___ DATASET ROWS

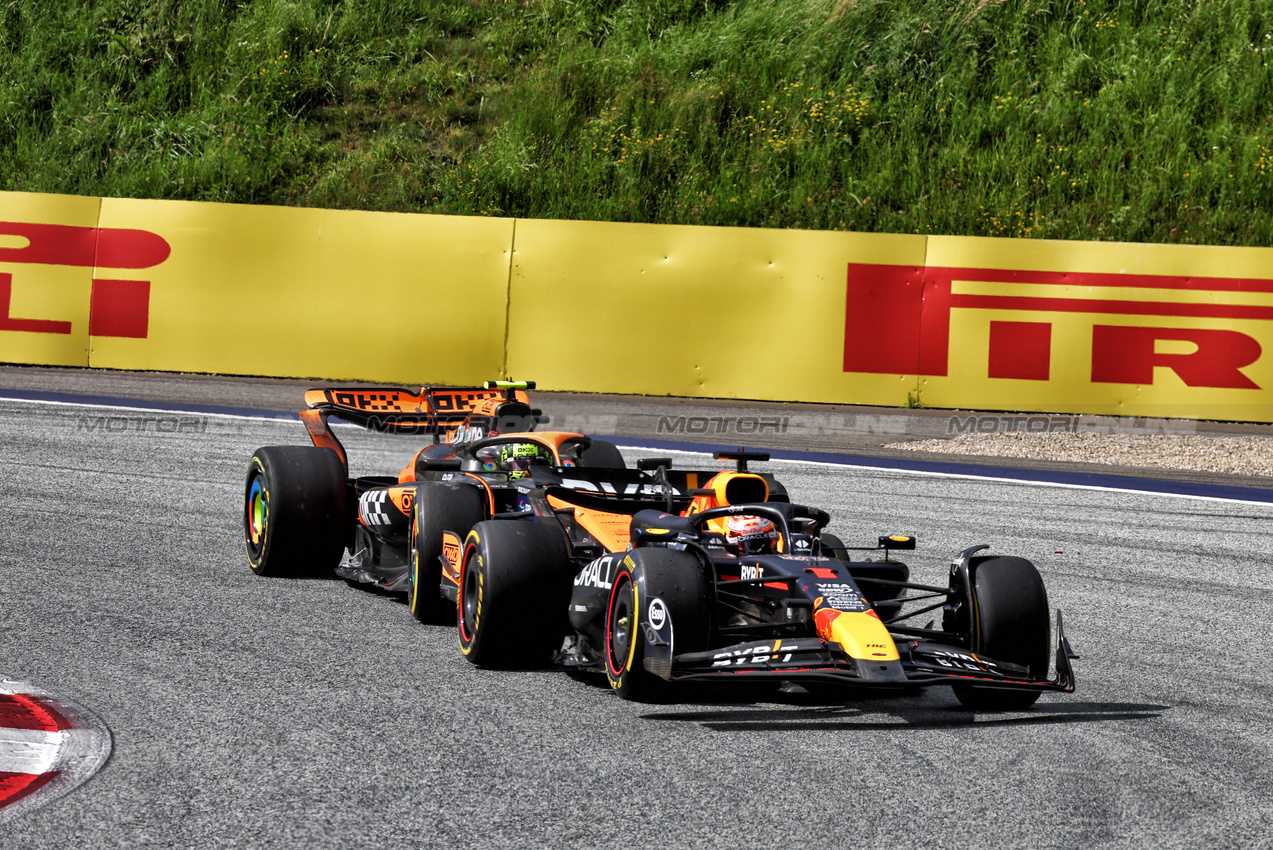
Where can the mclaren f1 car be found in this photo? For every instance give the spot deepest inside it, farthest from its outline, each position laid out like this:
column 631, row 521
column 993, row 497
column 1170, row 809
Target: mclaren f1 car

______

▶ _DIRECTIONS_:
Write out the data above word for word, line by line, but leave the pictures out.

▶ _COMPLETE ANSWER_:
Where can the mclaren f1 car be found in this photo? For every instance give the spot deepest inside it, farthest from its outline, each position laid out like this:
column 631, row 521
column 993, row 497
column 1170, row 809
Target: mclaren f1 car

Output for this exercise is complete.